GOAL OF THE EXERCISE >> Only one stretch of the data below is wanted: the lines starting at the one with "Query: whole line" and ending at the one with "down the waterfall in this photo.", both included, given again exactly.

EXTRACTED ENTRIES >>
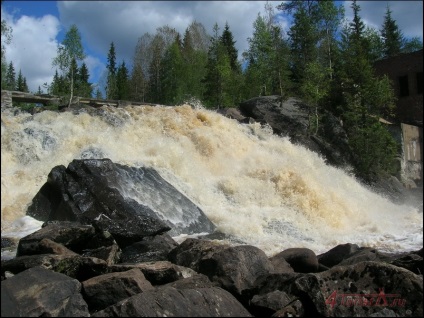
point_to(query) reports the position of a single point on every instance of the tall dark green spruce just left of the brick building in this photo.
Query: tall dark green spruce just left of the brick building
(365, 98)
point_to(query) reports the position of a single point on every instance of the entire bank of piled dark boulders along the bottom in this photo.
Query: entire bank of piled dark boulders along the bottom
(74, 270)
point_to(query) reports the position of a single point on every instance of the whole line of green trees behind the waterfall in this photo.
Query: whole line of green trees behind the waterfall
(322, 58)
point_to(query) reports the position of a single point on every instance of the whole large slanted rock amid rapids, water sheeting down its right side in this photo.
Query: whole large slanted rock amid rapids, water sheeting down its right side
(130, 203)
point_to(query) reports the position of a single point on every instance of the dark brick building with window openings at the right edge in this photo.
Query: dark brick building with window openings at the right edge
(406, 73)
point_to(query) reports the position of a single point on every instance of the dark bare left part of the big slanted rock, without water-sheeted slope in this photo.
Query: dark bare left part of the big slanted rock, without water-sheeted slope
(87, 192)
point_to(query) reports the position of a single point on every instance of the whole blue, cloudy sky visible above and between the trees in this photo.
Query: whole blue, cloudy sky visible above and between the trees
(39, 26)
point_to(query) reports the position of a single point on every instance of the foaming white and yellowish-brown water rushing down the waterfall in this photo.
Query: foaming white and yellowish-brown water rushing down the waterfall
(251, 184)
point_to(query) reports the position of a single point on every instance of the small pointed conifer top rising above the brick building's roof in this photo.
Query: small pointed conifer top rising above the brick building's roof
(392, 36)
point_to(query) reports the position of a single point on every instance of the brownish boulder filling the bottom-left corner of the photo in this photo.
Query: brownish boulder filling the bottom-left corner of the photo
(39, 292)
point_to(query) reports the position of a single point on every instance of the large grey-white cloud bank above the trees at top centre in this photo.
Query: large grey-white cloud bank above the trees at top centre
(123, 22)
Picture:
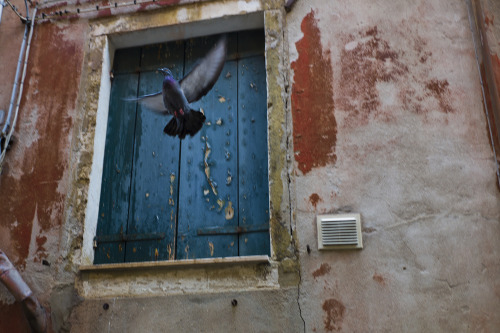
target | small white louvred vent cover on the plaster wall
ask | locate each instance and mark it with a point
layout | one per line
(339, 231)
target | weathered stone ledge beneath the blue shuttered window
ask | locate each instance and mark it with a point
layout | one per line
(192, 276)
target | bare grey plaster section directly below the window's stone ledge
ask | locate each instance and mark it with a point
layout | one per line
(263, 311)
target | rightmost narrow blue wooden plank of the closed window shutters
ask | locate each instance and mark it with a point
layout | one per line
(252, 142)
--
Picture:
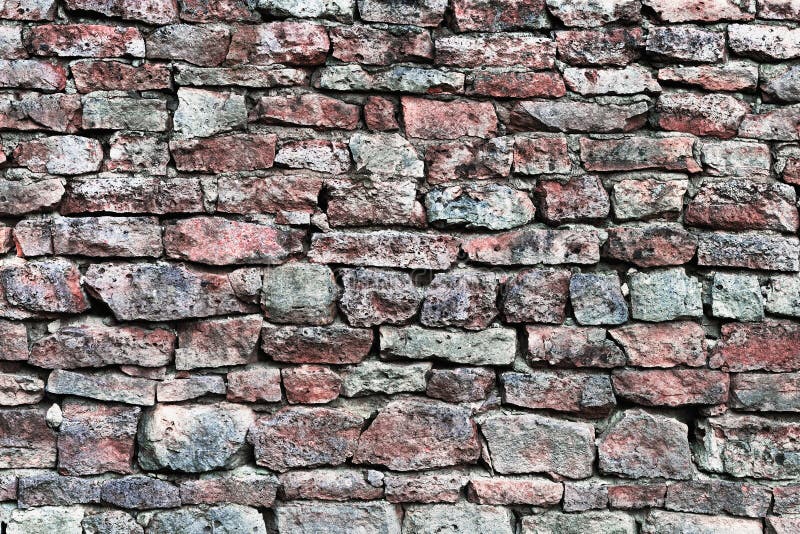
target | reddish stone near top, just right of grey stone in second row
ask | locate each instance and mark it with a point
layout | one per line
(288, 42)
...
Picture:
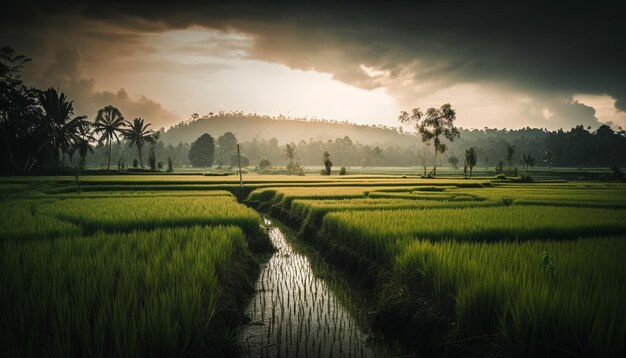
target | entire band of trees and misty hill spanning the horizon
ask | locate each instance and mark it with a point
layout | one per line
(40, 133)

SOLVED PROBLEM >>
Query: whole line of green trees behind the waterfall
(322, 58)
point_to(query) reports the position of a single point on every instance of the whole large slanted rock amid rapids, water sheeting down its right side in this photo.
Query: whole large slanted rock amid rapids, water sheeting down its right side
(130, 203)
point_to(query) reports the position of a single point on every instance of the dark brick building with window openings at the right edge in this photo.
Query: dark brick building with window openings at the right edge
(406, 73)
point_to(query) reports the position of a single point on every instance of the dark bare left part of the big slanted rock, without water-sheeted slope in this photo.
Query: dark bare left part of the big slanted rock, without water-sheeted slope
(87, 192)
point_to(query) reports the position of a single point on every instance of the whole blue, cloudy sky visible above and between the trees in this photo.
Query: whole blue, cloudy sky visible above and between the trees
(39, 26)
point_to(query) reports the position of a single point on every instance of the foaming white and yellowish-brown water rushing down the waterfall in this photo.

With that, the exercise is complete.